You have extensive experience with prompt engineering
You need to experiment with completely different prompt structures
You're conducting research or debugging specific prompt behaviors

When NOT to use this:

For normal customization needs (use factory functions or structured fields instead)
When you want to maintain the tested structure of default prompts
In production environments where reliability is critical

Modifying Default Prompts

You can extend the default prompts with your own content:

from askui.prompts.act_prompts import (
    create_computer_agent_prompt,
    BROWSER_SPECIFIC_RULES,
)

# Add your own rules to the defaults
custom_rules = f"""
{BROWSER_SPECIFIC_RULES}

**Application-Specific Rules:**
- Always verify the page title before proceeding with actions
- Wait 1 second after navigation before taking screenshots
- Ignore popup notifications that appear during test execution
"""

prompt = create_computer_agent_prompt(
    ui_information="E-commerce checkout flow with 3-step process",
    additional_rules=custom_rules
)

Best Practices

Language and Clarity

Use consistent English: Stick to clear English throughout your prompt. Mixed languages or non-English prompts will degrade performance.
Be specific and detailed: Provide as much relevant detail as possible. Over-specification is better than under-specification.
Use structured format: Organize information with bullet points and clear sections.
Avoid contradictions: Ensure rules don't conflict with each other.

UI Information

Document navigation patterns: Explain how users navigate through your application, as one would expect in a documentation.
Identify unique elements: Point out non-standard UI components or interactions.
List forbidden actions: Explicitly state what the agent should NOT do.

Additional Rules

Handle indiviual failures: Add specific instructions to overcome agent failures that you commonly encounter
Target specific issues: Use this section to address known failure scenarios.
Include examples: Show concrete examples of the situation you're addressing.
Keep it current: Update rules as your application changes.

Testing and Iteration

Start with defaults: Use default prompts initially to establish a baseline.
Add UI information: Customize with your application-specific details.
Monitor failures: Track where the agent struggles or fails.
Refine rules: Add additional rules to handle discovered edge cases.
Test changes: Verify that prompt changes improve reliability.

> [EXTRACTED INFORMATION]
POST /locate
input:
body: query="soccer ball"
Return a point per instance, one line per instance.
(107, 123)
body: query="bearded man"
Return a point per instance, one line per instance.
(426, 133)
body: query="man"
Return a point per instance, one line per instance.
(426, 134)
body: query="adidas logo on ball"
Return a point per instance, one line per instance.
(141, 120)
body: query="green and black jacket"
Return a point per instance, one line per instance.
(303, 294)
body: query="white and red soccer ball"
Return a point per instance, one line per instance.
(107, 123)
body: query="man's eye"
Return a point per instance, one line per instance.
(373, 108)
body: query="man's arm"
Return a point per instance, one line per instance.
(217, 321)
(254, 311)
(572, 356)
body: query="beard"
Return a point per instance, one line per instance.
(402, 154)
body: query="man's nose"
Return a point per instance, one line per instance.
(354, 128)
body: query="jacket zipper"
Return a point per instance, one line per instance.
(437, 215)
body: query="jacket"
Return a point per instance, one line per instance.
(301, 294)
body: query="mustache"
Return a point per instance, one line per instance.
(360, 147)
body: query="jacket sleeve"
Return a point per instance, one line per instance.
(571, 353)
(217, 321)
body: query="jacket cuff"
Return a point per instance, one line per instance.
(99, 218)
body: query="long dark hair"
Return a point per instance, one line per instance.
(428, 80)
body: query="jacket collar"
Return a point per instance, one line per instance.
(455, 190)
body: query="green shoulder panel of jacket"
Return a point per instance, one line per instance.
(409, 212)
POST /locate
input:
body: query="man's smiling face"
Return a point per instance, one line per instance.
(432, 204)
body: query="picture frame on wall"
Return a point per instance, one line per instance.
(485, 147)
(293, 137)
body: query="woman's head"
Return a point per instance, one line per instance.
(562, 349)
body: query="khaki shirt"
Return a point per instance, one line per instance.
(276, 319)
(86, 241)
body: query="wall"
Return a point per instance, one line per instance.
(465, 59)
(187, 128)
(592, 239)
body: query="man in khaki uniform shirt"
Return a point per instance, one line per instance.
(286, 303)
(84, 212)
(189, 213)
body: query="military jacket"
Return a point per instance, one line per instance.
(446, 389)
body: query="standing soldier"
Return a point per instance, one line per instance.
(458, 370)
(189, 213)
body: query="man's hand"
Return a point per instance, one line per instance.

> [WRITTEN PROBLEM]
What effect does the prompt customization guide say mixed languages or non-English prompts have?

> [COMPLETE OUTPUT]
They degrade performance.